Return each of the entries below precisely as it appears.

[Dataset records]
━━━
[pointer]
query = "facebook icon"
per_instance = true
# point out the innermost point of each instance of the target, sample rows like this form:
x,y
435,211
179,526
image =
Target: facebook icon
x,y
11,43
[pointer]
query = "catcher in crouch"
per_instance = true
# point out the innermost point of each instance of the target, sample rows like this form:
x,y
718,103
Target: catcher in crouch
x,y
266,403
━━━
Exercise result
[pointer]
query = "facebook icon"
per_instance = true
# point out the innermost point of each instance of the target, sample rows like this form:
x,y
435,211
179,526
image =
Target: facebook icon
x,y
11,43
[pointer]
query = "catcher in crouch"
per_instance = true
# point out the innermost point of each instance of the target, sample rows like this form:
x,y
718,103
Target: catcher in crouch
x,y
266,403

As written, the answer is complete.